• _Description of the task_: Set down all of the entries exactly, leaving nothing out.

[Saved entries]
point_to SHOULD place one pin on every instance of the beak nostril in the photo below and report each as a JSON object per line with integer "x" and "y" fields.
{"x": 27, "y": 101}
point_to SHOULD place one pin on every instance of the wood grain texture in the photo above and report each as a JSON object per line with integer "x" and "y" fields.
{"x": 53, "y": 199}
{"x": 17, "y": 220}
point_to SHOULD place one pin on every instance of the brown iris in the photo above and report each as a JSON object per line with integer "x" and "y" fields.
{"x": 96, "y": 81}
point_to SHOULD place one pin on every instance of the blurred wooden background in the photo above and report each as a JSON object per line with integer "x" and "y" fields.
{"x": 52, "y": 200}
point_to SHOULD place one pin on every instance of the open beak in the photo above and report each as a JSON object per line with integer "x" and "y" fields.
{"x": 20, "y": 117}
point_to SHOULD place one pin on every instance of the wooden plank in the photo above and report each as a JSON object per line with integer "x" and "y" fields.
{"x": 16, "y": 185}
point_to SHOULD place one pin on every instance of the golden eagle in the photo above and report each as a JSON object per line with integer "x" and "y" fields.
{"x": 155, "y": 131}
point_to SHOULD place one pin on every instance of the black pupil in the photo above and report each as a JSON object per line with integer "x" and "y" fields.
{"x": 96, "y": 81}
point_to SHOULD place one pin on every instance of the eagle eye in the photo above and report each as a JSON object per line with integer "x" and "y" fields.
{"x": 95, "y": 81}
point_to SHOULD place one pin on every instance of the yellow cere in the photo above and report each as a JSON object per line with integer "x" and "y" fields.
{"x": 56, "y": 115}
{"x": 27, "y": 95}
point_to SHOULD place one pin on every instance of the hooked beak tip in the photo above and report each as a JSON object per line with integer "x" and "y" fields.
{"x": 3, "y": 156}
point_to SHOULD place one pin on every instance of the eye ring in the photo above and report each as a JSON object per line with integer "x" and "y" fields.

• _Result of the exercise_:
point_to SHOULD place one pin on every instance of the beak nostril in the photo below and report each as a JSON object per line with integer "x" and "y" fields.
{"x": 27, "y": 101}
point_to SHOULD place one pin on every instance of the wood grain texture in the photo above and report each as a JSON object per line with integer "x" and "y" fields.
{"x": 53, "y": 199}
{"x": 17, "y": 220}
point_to SHOULD place one pin on every instance of the brown iris in the photo above and report each as a JSON object per line with integer "x" and "y" fields.
{"x": 96, "y": 81}
point_to SHOULD place one pin on every instance of the blurred wooden background in the photo above and report each as a JSON object per line with integer "x" and "y" fields.
{"x": 52, "y": 200}
point_to SHOULD place one pin on every instance of the open beak in the photo above and report each as a JSON object per line with integer "x" and "y" fields.
{"x": 20, "y": 117}
point_to SHOULD place one pin on every instance of the wooden plank in the photo above and report each as a JSON object per line with integer "x" and "y" fields.
{"x": 16, "y": 185}
point_to SHOULD place one pin on every instance of the golden eagle in the photo above and report each as a JSON object per line with integer "x" and "y" fields.
{"x": 155, "y": 131}
point_to SHOULD place one pin on every instance of the black pupil in the photo above and report each as a JSON object per line with integer "x" and "y" fields.
{"x": 96, "y": 81}
point_to SHOULD place one pin on every instance of the eagle eye in the photo above and report each as a JSON object per line with integer "x" and "y" fields.
{"x": 95, "y": 81}
point_to SHOULD place one pin on every instance of the yellow cere in the photo above and report each as a JSON object per line with integer "x" and "y" fields.
{"x": 56, "y": 115}
{"x": 27, "y": 95}
point_to SHOULD place one pin on every instance of the hooked beak tip in the photo above and report each as a JSON object per line with integer "x" and "y" fields.
{"x": 3, "y": 156}
point_to SHOULD place one pin on every instance of the eye ring in the photo above and report each as a JSON object per line with integer "x" and "y" fields.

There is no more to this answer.